- ABOUT THIS EXERCISE -
Nothing but the pictures may be left out. Restate the rest of the entries word for word.

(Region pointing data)
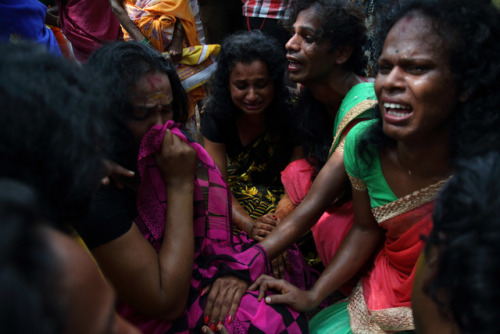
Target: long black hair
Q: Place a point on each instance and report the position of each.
(122, 65)
(52, 136)
(342, 25)
(247, 47)
(471, 31)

- THE COMPLETED TASK -
Target: long black hair
Q: Place a point on each instance and report the position of each.
(122, 65)
(52, 136)
(342, 25)
(247, 47)
(471, 31)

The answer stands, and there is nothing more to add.